Count the lines of the records below that contain the word "paired", and give only that number.

********************

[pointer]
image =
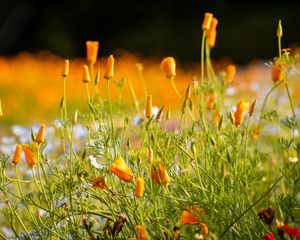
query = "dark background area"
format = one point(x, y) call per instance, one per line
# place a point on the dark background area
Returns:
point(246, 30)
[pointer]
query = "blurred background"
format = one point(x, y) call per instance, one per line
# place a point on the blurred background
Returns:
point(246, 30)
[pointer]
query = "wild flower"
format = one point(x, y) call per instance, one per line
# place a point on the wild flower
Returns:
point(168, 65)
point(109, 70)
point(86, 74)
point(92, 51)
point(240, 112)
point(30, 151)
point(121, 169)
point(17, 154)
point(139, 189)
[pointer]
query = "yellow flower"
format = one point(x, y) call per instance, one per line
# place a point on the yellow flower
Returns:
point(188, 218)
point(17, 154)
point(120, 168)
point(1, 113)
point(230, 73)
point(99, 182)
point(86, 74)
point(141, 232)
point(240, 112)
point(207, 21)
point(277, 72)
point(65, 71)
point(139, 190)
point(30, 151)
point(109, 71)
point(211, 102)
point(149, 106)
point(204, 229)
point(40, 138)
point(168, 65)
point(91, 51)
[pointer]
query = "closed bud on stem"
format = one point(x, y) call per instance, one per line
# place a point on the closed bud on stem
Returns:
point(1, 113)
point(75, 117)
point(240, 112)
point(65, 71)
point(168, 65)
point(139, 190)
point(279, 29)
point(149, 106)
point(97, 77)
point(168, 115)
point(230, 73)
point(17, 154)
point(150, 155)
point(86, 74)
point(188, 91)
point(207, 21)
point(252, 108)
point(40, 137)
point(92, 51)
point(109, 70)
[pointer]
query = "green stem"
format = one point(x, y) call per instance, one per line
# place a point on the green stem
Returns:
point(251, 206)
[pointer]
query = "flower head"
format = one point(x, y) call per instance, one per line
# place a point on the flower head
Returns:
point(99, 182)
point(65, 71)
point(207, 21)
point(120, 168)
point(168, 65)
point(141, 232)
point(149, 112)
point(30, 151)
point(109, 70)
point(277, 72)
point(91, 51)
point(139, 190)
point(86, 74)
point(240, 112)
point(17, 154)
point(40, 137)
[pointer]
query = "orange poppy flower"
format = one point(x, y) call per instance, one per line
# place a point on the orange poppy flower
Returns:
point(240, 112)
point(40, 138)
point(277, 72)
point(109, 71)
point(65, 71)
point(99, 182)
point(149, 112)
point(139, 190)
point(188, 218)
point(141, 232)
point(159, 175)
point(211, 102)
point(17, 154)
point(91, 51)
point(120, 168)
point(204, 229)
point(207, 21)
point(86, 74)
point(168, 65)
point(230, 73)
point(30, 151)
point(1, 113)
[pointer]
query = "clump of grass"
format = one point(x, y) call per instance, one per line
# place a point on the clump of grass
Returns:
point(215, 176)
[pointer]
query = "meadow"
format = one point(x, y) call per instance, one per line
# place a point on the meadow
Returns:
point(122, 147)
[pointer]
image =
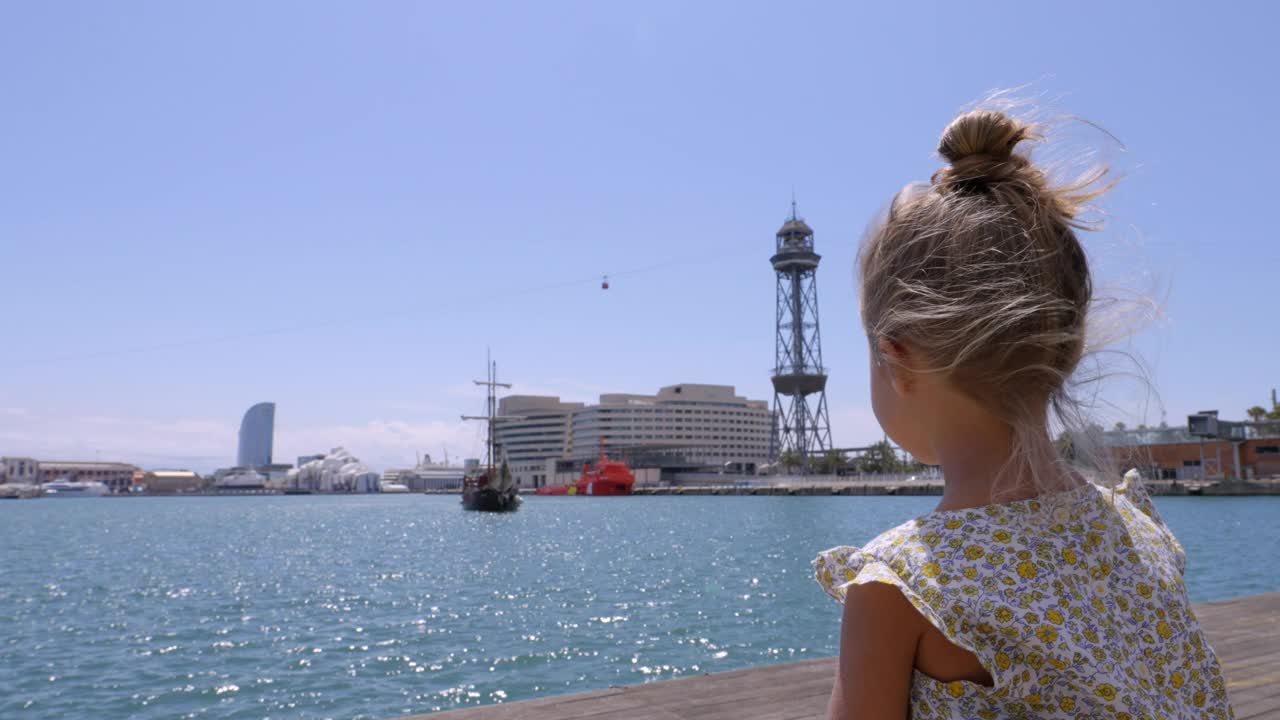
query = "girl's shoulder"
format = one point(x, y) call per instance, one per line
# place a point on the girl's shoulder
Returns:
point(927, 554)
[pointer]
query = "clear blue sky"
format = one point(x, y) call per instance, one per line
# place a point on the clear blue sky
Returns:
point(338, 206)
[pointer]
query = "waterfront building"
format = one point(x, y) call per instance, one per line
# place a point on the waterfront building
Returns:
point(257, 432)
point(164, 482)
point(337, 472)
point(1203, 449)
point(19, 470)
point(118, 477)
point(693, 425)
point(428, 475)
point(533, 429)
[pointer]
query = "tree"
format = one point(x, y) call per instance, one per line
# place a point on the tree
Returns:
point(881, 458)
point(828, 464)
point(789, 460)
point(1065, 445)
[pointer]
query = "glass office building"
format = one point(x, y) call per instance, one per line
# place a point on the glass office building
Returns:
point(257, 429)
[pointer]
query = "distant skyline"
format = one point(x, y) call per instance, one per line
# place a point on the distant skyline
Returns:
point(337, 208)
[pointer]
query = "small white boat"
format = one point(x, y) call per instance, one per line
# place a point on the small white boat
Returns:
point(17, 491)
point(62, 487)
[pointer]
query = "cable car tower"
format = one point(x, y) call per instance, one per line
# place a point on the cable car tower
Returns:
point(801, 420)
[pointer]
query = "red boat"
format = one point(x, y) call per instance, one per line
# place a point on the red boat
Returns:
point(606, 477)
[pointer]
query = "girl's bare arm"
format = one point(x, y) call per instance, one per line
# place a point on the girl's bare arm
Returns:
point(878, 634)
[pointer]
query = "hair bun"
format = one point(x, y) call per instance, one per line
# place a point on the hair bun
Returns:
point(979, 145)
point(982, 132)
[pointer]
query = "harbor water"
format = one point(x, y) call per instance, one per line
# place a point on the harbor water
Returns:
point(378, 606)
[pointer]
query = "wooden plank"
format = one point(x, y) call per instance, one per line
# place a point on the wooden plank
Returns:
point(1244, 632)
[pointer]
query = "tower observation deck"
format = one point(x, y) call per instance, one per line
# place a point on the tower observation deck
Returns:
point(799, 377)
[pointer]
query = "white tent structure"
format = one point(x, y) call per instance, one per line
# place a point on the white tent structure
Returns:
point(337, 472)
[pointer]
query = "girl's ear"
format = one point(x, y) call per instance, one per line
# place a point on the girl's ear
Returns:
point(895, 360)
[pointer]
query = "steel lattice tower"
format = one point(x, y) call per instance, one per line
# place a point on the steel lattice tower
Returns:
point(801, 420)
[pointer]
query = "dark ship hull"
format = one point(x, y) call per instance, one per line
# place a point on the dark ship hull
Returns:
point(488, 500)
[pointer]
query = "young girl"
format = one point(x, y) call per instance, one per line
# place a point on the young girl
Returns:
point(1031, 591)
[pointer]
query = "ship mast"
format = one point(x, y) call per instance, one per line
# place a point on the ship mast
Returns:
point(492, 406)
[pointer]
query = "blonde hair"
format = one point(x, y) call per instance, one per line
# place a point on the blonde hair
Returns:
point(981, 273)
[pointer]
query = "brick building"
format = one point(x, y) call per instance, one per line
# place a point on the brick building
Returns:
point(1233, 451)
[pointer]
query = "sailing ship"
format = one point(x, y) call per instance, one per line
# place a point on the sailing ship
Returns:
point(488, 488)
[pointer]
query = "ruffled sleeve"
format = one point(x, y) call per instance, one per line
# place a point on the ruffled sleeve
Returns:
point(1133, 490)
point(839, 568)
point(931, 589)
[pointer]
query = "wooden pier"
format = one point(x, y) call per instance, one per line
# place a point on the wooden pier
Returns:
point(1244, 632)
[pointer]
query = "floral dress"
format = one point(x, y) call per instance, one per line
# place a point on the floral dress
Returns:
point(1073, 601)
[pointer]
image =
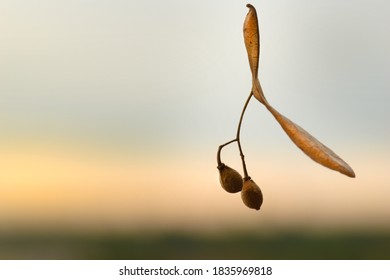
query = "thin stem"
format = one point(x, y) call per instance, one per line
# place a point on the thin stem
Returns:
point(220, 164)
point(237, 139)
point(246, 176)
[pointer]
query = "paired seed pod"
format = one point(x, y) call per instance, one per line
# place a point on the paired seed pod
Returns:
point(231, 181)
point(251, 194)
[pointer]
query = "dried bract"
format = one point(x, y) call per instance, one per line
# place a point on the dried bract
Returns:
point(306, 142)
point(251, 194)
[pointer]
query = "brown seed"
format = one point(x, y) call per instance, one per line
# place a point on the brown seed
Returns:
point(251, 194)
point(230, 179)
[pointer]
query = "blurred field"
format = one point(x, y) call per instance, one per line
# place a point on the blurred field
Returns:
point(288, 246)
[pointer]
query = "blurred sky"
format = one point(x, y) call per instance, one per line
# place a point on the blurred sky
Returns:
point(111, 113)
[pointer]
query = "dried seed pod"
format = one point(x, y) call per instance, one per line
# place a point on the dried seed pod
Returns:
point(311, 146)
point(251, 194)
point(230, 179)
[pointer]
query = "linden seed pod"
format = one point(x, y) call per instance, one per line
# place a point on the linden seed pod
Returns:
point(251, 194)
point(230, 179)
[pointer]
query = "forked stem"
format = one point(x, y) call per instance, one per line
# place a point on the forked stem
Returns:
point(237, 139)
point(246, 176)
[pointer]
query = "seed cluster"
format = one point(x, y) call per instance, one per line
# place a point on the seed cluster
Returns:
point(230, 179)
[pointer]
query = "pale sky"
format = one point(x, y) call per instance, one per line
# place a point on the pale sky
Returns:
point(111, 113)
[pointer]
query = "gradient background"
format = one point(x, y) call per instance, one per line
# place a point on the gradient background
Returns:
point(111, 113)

********************

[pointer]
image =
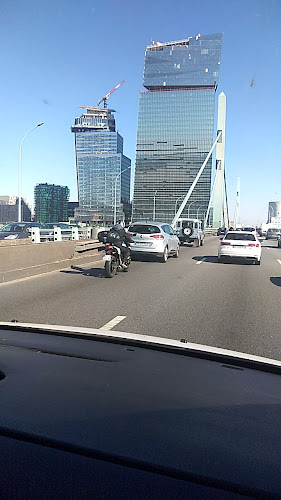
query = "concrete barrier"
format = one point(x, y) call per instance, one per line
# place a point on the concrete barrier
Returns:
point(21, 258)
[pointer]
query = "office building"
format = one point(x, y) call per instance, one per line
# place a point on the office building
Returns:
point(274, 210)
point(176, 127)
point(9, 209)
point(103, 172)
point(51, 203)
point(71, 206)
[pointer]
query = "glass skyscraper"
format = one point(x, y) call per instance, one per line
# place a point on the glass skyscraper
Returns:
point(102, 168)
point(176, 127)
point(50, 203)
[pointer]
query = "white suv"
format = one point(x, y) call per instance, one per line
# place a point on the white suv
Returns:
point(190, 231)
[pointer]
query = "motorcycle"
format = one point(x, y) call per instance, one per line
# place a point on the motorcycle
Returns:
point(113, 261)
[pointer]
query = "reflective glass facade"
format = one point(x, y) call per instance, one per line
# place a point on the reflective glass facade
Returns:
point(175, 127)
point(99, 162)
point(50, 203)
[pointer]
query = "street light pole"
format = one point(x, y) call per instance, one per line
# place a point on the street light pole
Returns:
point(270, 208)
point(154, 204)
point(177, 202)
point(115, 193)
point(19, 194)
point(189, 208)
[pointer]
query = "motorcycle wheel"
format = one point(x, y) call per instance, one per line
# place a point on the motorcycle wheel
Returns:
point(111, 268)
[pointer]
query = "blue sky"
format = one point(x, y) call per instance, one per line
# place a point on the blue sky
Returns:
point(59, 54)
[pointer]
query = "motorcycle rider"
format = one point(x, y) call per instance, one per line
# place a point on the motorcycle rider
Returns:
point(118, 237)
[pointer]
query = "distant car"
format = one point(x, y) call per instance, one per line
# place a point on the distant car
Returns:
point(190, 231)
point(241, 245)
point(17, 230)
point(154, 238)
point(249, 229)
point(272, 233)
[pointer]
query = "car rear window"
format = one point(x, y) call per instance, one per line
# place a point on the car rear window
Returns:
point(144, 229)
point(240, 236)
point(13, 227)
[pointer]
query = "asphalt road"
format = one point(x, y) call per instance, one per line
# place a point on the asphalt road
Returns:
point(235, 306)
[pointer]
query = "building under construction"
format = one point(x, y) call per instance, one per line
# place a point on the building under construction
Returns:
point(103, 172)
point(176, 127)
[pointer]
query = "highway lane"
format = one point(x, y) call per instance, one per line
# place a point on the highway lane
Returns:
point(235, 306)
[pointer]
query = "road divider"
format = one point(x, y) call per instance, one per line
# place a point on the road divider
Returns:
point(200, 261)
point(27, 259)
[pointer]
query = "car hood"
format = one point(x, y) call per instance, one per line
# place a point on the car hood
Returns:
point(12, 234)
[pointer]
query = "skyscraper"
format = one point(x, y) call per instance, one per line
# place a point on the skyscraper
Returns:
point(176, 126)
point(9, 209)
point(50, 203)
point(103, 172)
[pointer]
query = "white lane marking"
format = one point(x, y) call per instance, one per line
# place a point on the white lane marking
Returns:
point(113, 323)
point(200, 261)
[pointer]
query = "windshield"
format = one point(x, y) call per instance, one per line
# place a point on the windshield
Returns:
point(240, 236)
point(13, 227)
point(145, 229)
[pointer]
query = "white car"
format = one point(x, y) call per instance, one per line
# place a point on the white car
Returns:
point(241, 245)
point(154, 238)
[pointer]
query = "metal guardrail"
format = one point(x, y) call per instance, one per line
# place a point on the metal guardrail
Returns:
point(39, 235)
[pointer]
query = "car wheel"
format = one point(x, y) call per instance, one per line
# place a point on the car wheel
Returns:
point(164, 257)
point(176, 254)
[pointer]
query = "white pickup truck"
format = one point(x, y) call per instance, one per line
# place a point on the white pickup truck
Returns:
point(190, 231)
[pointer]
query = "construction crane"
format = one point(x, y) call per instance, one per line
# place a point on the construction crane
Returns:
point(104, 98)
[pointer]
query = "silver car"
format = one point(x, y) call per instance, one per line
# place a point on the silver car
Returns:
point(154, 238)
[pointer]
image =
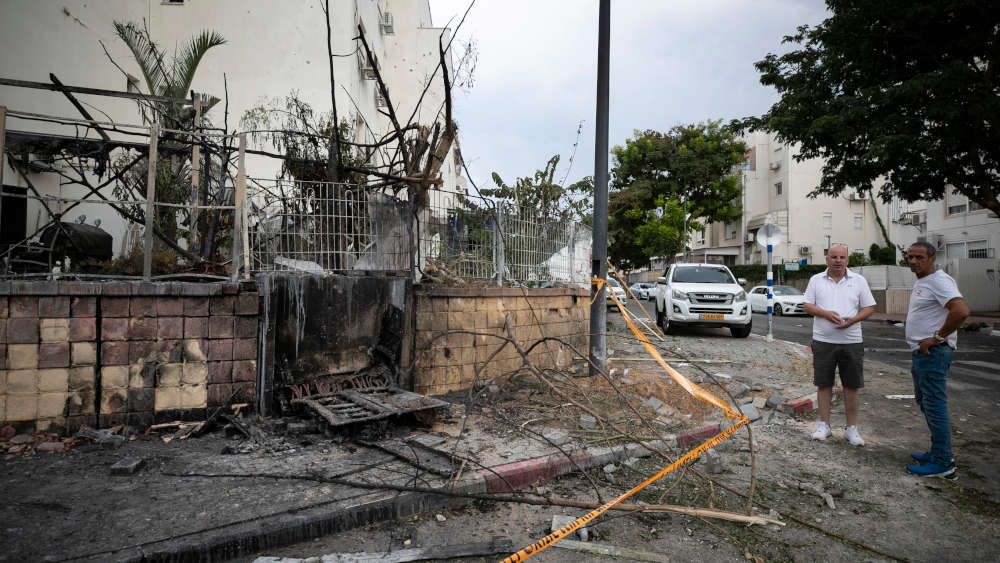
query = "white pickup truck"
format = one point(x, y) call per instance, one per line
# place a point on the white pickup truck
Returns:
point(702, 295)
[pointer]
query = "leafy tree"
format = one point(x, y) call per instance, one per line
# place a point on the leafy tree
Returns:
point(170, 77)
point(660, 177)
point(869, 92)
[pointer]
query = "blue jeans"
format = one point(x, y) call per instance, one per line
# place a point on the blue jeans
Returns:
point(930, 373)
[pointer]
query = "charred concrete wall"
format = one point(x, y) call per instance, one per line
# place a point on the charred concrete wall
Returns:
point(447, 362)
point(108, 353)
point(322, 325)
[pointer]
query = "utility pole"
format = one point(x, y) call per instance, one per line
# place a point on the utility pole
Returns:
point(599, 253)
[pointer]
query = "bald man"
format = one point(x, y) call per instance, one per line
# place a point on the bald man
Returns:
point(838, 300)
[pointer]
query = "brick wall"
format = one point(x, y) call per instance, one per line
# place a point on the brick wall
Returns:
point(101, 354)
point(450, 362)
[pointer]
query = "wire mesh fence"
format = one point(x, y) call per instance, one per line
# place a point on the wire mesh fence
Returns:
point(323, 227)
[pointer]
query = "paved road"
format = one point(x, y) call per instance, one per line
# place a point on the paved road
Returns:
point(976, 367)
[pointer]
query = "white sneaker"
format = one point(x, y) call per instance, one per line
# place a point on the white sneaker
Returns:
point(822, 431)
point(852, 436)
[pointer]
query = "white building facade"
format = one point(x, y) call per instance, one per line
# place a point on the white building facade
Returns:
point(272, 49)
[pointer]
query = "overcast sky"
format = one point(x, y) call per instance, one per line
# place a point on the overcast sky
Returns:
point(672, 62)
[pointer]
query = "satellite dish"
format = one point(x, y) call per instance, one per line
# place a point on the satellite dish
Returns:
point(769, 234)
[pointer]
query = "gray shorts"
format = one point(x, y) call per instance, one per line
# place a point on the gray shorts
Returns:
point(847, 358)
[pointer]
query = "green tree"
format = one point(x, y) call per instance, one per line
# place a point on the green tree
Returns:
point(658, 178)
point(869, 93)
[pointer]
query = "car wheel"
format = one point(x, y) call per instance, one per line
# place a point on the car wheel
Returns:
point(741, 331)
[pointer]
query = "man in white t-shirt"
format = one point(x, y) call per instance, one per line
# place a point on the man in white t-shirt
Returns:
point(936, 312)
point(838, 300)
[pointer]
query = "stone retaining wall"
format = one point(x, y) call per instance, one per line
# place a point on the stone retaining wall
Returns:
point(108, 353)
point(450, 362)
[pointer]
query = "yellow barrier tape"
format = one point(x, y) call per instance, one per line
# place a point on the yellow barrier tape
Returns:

********************

Response to this exercise: 2